Fragmento —
· · · · · · ·
Mi abuelo nunca me contó historias de la guerra, evitaba hablar de rencores fraticidas, expropiaciones de sueños, venganzas sostenidas en el tiempo. Mi abuelo nunca me habló de bandos, él que estuvo en el de Durruti y Ascaso de quienes hablaba pestes, por cierto. “Todos sabíamos que los fascistas eran lo peor, lo que más nos dolió fue descubrir que los nuestros no eran mejores”.
Mi abuelo nunca me contó
historias de la guerra, me habló mucho sin embargo de la retaguardia y la
posguerra. Me habló del hambre, de la cárcel, de juventudes robadas por fusiles
y banderas (“Quién nos resarcirá de
nuestra adolescencia destruida” gritaba el poeta) de hospitales de muerte; de
tísicos y amputados; de madres llorando a las puertas de morgues improvisadas.
· · · · · · ·
Líneas proporcionadas —

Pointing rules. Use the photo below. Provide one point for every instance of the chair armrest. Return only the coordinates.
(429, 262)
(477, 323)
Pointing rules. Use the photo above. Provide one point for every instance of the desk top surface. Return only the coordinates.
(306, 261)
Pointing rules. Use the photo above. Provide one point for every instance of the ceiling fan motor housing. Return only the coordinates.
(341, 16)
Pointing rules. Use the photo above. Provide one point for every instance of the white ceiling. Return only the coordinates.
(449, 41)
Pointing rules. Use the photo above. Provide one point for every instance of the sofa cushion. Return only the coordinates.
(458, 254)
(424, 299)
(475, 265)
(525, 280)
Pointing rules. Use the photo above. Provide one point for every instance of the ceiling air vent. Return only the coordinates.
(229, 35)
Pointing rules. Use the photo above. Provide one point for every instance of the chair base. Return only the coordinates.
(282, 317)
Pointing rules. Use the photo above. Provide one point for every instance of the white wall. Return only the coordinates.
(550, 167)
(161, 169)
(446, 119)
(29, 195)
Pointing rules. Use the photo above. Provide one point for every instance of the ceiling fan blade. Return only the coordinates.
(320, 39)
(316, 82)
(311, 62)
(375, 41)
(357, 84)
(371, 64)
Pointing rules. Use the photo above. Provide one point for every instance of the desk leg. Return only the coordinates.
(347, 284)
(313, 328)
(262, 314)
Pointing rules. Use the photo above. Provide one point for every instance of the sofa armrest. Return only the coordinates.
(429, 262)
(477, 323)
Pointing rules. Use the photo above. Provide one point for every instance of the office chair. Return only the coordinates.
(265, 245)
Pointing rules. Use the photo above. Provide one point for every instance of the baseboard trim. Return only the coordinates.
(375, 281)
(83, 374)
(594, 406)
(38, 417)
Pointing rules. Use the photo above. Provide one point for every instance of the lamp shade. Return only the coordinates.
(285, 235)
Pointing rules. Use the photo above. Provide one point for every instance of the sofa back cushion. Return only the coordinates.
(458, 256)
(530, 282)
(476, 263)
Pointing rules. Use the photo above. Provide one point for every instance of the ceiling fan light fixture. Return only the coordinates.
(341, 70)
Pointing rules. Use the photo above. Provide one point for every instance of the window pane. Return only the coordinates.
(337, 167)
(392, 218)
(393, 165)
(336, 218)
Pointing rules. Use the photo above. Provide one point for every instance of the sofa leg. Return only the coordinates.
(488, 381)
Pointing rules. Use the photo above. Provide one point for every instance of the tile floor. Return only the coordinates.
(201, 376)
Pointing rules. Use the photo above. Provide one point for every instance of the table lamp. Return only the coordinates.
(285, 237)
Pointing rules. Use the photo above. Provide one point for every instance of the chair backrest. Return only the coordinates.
· · · · · · ·
Instrucciones —
Reproduce el fragmento sobre los recuerdos del abuelo desde "Mi abuelo nunca me contó historias" hasta "de morgues improvisadas.", ambos incluidos, cambiando "abuelo" por "padre".

Solución —
Mi padre nunca me contó historias de la guerra, evitaba hablar de rencores fraticidas, expropiaciones de sueños, venganzas sostenidas en el tiempo. Mi padre nunca me habló de bandos, él que estuvo en el de Durruti y Ascaso de quienes hablaba pestes, por cierto. “Todos sabíamos que los fascistas eran lo peor, lo que más nos dolió fue descubrir que los nuestros no eran mejores”.
Mi padre nunca me contó
historias de la guerra, me habló mucho sin embargo de la retaguardia y la
posguerra. Me habló del hambre, de la cárcel, de juventudes robadas por fusiles
y banderas (“Quién nos resarcirá de
nuestra adolescencia destruida” gritaba el poeta) de hospitales de muerte; de
tísicos y amputados; de madres llorando a las puertas de morgues improvisadas.